### Task input
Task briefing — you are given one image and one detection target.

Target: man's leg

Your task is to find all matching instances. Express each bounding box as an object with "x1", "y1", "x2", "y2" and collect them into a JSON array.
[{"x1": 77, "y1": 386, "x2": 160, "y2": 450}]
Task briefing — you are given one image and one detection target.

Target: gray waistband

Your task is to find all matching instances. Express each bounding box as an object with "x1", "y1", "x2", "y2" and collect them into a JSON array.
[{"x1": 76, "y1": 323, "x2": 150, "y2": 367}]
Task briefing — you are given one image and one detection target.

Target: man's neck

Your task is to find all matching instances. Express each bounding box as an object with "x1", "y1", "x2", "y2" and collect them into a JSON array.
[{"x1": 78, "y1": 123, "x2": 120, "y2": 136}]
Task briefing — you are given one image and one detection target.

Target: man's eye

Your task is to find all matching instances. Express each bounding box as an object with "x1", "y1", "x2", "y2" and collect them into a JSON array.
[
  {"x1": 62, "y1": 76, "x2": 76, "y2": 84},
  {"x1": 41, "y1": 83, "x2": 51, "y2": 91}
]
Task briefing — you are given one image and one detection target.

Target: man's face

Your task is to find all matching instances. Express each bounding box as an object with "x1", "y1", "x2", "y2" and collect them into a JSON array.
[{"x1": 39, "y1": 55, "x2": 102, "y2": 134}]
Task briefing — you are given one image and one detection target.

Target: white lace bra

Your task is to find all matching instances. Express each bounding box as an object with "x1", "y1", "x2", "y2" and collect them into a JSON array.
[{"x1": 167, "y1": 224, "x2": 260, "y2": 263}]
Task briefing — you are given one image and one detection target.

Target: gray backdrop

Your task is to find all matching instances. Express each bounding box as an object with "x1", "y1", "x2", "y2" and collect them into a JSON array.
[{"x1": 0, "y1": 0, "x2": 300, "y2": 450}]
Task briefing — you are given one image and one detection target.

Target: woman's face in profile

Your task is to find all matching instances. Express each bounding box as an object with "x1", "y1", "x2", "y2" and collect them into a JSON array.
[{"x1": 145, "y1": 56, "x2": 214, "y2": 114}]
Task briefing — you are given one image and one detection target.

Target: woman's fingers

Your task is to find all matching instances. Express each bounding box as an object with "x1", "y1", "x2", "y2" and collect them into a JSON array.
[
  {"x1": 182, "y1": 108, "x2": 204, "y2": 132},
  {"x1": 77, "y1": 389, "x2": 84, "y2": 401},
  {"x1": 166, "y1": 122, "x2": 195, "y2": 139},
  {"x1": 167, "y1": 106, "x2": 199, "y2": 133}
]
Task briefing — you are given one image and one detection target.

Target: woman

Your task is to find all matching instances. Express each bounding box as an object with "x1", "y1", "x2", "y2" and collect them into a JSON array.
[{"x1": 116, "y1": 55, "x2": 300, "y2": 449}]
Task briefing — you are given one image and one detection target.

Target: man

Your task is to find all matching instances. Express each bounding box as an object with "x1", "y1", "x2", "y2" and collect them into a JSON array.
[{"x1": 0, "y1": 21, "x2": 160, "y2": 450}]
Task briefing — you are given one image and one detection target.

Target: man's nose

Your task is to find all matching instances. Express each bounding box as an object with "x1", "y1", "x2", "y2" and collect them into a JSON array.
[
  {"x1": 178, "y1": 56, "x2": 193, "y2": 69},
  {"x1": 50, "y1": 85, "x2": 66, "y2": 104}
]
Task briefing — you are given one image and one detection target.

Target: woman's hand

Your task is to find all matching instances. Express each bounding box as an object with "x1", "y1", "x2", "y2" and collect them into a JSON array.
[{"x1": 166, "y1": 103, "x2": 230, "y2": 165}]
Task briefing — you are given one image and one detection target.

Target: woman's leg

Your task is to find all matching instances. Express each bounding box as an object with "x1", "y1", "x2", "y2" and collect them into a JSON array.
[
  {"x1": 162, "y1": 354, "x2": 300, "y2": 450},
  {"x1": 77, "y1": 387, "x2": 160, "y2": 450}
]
######
### Set task
Show each line of the rows above that contains the string "woman", treating uppercase and lowercase letters as distinct.

### Solution to this exercise
Target: woman's face in profile
Target: woman's fingers
Target: woman
Target: woman's hand
Target: woman's leg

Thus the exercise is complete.